▶ _AIM_
Can you copy every one of the records below word for word, leaving the pictures out of your reply?

··········

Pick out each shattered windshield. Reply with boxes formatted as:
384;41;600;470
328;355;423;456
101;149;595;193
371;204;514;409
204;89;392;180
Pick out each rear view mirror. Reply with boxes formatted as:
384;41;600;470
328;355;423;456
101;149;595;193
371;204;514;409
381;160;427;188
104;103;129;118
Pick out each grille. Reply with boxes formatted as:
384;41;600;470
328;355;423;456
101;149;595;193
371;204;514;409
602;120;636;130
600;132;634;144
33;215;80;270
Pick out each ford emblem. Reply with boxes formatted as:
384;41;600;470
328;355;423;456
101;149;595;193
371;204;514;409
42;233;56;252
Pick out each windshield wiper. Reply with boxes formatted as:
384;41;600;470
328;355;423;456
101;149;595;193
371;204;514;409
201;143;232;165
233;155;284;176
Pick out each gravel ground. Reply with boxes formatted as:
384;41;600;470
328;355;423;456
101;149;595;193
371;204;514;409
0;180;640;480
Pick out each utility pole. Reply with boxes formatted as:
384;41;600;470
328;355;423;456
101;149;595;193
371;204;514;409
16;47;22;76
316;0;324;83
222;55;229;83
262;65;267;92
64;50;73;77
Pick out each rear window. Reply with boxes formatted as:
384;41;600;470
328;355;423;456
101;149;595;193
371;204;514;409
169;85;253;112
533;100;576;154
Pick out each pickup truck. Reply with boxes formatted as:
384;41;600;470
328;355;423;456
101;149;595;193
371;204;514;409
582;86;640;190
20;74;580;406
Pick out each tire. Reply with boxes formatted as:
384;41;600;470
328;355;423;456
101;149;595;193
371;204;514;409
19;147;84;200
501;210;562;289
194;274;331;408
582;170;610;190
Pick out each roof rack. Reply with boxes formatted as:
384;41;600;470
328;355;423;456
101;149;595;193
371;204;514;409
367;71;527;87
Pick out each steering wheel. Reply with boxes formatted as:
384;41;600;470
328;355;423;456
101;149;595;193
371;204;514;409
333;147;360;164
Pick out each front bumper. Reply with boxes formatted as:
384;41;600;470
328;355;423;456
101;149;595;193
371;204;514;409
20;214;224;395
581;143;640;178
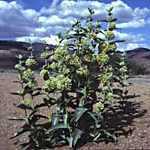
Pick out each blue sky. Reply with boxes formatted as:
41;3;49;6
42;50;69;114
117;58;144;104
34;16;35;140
0;0;150;50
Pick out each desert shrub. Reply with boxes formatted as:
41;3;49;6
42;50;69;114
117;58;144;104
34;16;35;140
10;8;127;149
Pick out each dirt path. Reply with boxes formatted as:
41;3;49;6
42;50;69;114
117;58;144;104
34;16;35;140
0;73;150;150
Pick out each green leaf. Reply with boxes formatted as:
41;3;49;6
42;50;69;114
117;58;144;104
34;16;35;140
74;107;88;122
16;103;33;110
70;129;84;148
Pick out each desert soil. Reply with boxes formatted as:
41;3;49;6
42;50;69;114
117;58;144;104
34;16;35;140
0;73;150;150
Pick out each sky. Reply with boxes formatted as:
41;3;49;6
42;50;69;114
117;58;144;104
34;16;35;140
0;0;150;50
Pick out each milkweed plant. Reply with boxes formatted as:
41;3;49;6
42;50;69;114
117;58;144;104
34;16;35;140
12;7;128;149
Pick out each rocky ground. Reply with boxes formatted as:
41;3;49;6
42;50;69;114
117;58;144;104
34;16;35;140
0;73;150;150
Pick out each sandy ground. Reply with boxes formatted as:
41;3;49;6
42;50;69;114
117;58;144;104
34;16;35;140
0;73;150;150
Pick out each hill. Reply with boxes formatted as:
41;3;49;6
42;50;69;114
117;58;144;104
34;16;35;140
0;41;54;69
0;41;150;74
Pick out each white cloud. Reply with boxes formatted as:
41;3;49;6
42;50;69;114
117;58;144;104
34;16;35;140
118;43;150;51
0;0;150;48
117;19;146;28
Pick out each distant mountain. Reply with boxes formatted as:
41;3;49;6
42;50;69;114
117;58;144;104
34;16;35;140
0;41;150;74
0;41;54;69
127;48;150;74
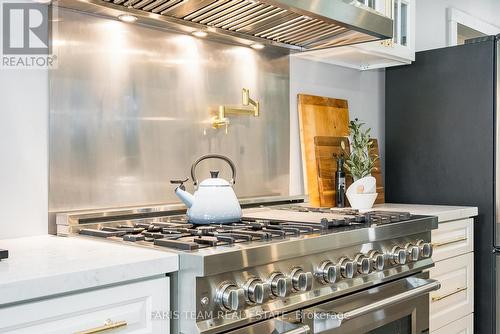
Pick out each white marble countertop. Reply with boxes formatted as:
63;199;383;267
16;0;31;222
372;203;478;222
0;235;179;305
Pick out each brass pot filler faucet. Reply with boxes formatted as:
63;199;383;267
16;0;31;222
212;88;260;133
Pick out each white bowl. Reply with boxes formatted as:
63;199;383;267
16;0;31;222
346;193;378;210
346;176;377;195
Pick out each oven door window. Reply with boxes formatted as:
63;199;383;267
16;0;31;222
368;316;412;334
301;277;439;334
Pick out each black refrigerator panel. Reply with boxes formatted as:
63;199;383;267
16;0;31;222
385;39;495;333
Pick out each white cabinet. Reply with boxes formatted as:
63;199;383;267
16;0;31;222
295;0;416;70
432;314;474;334
430;253;474;331
429;219;474;334
432;219;474;262
0;277;170;334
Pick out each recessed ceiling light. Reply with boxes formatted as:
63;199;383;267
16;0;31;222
118;14;137;23
250;43;265;50
191;30;208;37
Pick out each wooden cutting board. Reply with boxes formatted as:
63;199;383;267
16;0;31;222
297;94;349;207
314;136;384;207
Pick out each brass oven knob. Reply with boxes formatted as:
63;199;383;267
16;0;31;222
390;246;406;264
290;268;313;291
354;253;371;275
368;250;385;271
339;257;357;278
269;273;290;298
405;243;420;262
417;240;432;258
316;261;339;284
216;282;245;311
243;278;271;304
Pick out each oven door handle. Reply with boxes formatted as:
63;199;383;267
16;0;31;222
306;279;441;329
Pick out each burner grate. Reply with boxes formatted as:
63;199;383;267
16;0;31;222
75;206;412;251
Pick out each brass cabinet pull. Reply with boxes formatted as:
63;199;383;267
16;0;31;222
432;237;467;248
432;287;467;302
75;319;127;334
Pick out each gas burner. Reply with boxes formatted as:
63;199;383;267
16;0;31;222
79;206;412;251
79;216;372;251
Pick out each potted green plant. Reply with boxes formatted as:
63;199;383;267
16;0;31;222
340;118;378;181
340;118;378;209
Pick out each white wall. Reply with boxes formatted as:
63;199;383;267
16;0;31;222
0;70;48;237
414;0;500;51
290;57;385;195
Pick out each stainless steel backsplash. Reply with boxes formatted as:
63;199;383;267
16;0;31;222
49;9;290;212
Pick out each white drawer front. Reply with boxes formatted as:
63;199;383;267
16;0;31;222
0;277;169;334
431;314;474;334
429;253;474;331
432;219;474;262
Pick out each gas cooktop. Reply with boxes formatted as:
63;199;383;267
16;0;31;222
58;202;437;334
78;206;412;251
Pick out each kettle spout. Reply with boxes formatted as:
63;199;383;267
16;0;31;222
175;187;194;208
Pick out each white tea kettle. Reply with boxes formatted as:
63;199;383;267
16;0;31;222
170;154;242;225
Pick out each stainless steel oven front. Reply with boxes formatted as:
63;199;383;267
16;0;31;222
230;273;440;334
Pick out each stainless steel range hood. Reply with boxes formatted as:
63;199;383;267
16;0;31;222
55;0;393;51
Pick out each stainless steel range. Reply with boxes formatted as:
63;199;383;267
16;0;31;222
57;200;440;334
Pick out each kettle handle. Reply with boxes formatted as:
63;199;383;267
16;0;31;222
191;154;236;186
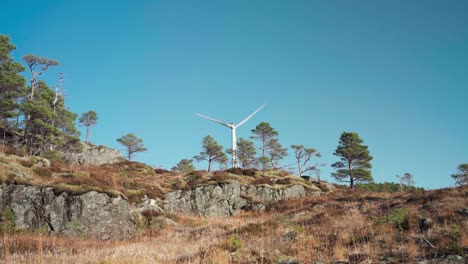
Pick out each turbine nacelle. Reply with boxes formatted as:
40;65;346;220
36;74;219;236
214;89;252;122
195;104;265;168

··········

▶ _SOLUTION FOR THIS EXERCISE_
Pick out each shattered windshield. Reply with boxes formatted as:
384;41;600;470
328;355;423;456
101;149;595;193
371;204;514;409
204;89;392;180
Pick out each rear view mirror. Reply with boxes formatted as:
384;41;600;470
328;355;423;456
101;149;595;193
371;204;514;409
381;160;427;188
104;103;129;118
Pick out each grille. Reply with boxes formatted as:
384;41;600;470
328;355;423;456
101;149;595;193
371;204;514;409
602;120;636;130
600;132;634;144
33;215;80;270
Pick out each ford emblem. Reply with boxes formatted as:
384;41;600;470
328;355;423;456
101;149;595;193
371;204;514;409
42;233;56;252
Pick out each windshield wiper. Reply with boxes formatted as:
384;41;600;470
328;355;423;456
101;149;595;193
371;204;514;409
201;143;232;165
233;155;284;176
Pick out each gravel ground. Reply with boxes formatted as:
384;41;600;470
328;355;423;456
101;149;595;193
371;204;514;409
0;180;640;480
Pick out each utility pole. Reply with boxes formatted as:
384;41;600;470
328;355;423;456
101;149;595;193
371;204;514;409
16;47;22;76
316;0;324;83
222;55;229;83
262;65;267;92
64;50;73;77
Pick out each rear window. Reply with boxes formatted as:
384;41;600;470
328;355;423;456
101;149;595;193
371;204;514;409
169;85;253;112
533;100;576;154
Pick out each pickup truck. Reply with boxes formatted as:
384;41;600;470
328;355;423;456
101;149;595;193
371;204;514;409
582;86;640;190
20;74;580;406
Pick out each tire. Reply with boxes formatted as:
384;41;600;470
328;355;423;456
101;149;595;193
371;204;514;409
19;147;84;200
501;210;562;289
194;274;331;408
582;170;610;190
Pick out each roof rack. Reply with boxes formatted as:
384;41;600;470
328;355;423;456
101;149;595;193
371;204;514;409
367;71;527;87
Pick out each steering wheel. Reply with boxes formatted as:
384;41;600;470
328;355;423;456
101;149;595;193
371;204;514;409
333;147;360;164
Pick out each front bumper. Reply with boxes formatted as:
384;41;600;470
328;355;423;456
101;149;595;193
371;204;514;409
20;214;224;395
581;143;640;178
Pick out each blue sky. Reply with boxes formatted as:
41;3;49;6
42;50;69;114
117;58;144;104
34;16;35;140
0;0;150;50
Pick out each desert shrub. Reply with boxes formatted as:
41;3;49;6
42;50;69;114
117;58;144;104
34;16;35;140
10;8;127;149
Pick out each dirt path. Reply with boxes formatted as:
41;3;49;6
42;50;69;114
117;58;144;104
34;16;35;140
0;73;150;150
Pick out each green leaf. Reply with boxes formatted as:
41;3;49;6
42;50;69;114
117;58;144;104
34;16;35;140
74;107;88;122
16;103;33;110
70;129;84;148
Pick out each desert soil. Reply with boxes formatted as:
41;3;49;6
42;50;69;114
117;58;144;104
34;16;35;140
0;73;150;150
Pick out each sky. Reply with boxes formatted as:
41;3;49;6
42;50;69;114
117;58;144;104
34;16;35;140
0;0;150;50
Pick out each milkweed plant. Reply with boxes formatted as:
41;3;49;6
42;50;69;114
117;58;144;104
34;16;35;140
12;7;128;149
Pick out each rocky ground. Reply with boxes formatted as:
41;3;49;6
42;50;69;114
117;58;144;104
34;16;35;140
0;73;150;150
Pick out each sandy ground. Reply with boxes formatted as:
41;3;49;6
42;50;69;114
117;58;144;104
34;16;35;140
0;73;150;150
Pick out each hill. Reply with boxes formatted as:
41;3;49;6
42;50;69;114
117;58;144;104
34;16;35;140
0;41;54;69
0;41;150;74
Pick out each white cloud. Reply with boxes formatted as:
41;3;49;6
42;50;69;114
117;58;144;104
34;16;35;140
118;43;150;51
0;0;150;48
117;19;146;28
Pick out each distant mountain. Reply with boxes formatted as:
41;3;49;6
42;50;69;114
117;58;144;104
34;16;35;140
0;41;150;74
0;41;54;69
127;48;150;74
Pick out each white marble countertop. Reply with boxes formatted as:
63;199;383;267
16;0;31;222
372;203;478;222
0;235;179;305
Pick out each brass pot filler faucet. Reply with boxes formatted as:
63;199;383;267
16;0;31;222
212;88;260;133
Pick out each white bowl. Reply with boxes formatted as:
63;199;383;267
16;0;31;222
346;193;378;210
346;176;377;195
Pick out each oven door window. Reply with boxes formatted as:
63;199;383;267
16;0;31;222
368;316;412;334
301;277;439;334
Pick out each black refrigerator panel. Reply with boxes formatted as:
63;199;383;267
16;0;31;222
385;39;495;333
Pick out each white cabinet. Reply with boxes formatted as:
63;199;383;267
16;0;31;222
295;0;416;70
432;314;474;334
430;253;474;331
429;219;474;334
432;219;474;262
0;277;170;334
Pick out each recessed ceiling light. Reply with boxes formatted as:
63;199;383;267
16;0;31;222
118;14;137;23
250;43;265;50
191;30;208;37
Pick out each wooden cutting board. Reply with boxes formatted as:
63;199;383;267
16;0;31;222
297;94;349;207
314;136;384;207
Pick out each brass oven knob. Reply with boxes formatted as:
63;199;383;267
16;0;31;222
390;246;406;264
290;268;313;291
354;253;371;275
368;250;385;271
339;257;357;278
269;273;290;298
405;243;420;262
417;240;432;258
316;261;339;284
216;282;245;311
243;278;271;304
Pick out each oven door handle. Reply with boxes formatted as:
63;199;383;267
16;0;31;222
306;279;441;329
Pick out each burner grate. Reply with boxes formatted as:
63;199;383;267
16;0;31;222
75;206;412;251
Pick out each brass cabinet pull. Reply with boxes formatted as:
63;199;383;267
16;0;31;222
432;237;467;248
432;287;467;302
75;319;127;334
Pick out each gas burner. Reply with boxes formatted as:
63;199;383;267
16;0;31;222
79;206;412;251
79;216;372;251
Pick out each potted green plant. Reply with boxes formatted as:
63;199;383;267
16;0;31;222
340;118;378;181
340;118;378;209
Pick out each white wall. Reply with boxes formatted as:
63;199;383;267
16;0;31;222
0;70;48;237
414;0;500;51
290;57;385;195
Pick out each stainless steel backsplash. Reply with boxes formatted as:
63;199;383;267
16;0;31;222
49;9;290;212
Pick out each white drawer front. Reply with boxes formatted as:
63;199;383;267
16;0;31;222
0;277;169;334
431;314;474;334
429;253;474;331
432;219;474;262
Pick out each gas cooktop. Reply with boxes formatted as:
63;199;383;267
16;0;31;222
58;202;437;334
78;206;412;251
Pick out each kettle spout. Reply with boxes formatted as:
63;199;383;267
16;0;31;222
175;187;194;208
Pick out each white tea kettle. Reply with boxes formatted as:
63;199;383;267
16;0;31;222
170;154;242;225
Pick out each stainless steel oven front. Reply with boxes formatted as:
63;199;383;267
16;0;31;222
230;273;440;334
Pick out each stainless steel range hood. Reply with boxes formatted as:
63;199;383;267
16;0;31;222
55;0;393;51
Pick out each stainless steel range. Reply with boxes formatted as:
63;199;383;267
16;0;31;222
57;200;440;334
Pick out each kettle handle. Reply with boxes formatted as:
63;199;383;267
16;0;31;222
191;154;236;186
Pick out each turbine nacelle. Reply with boxes formatted as:
40;65;346;220
36;74;219;236
214;89;252;122
195;104;265;168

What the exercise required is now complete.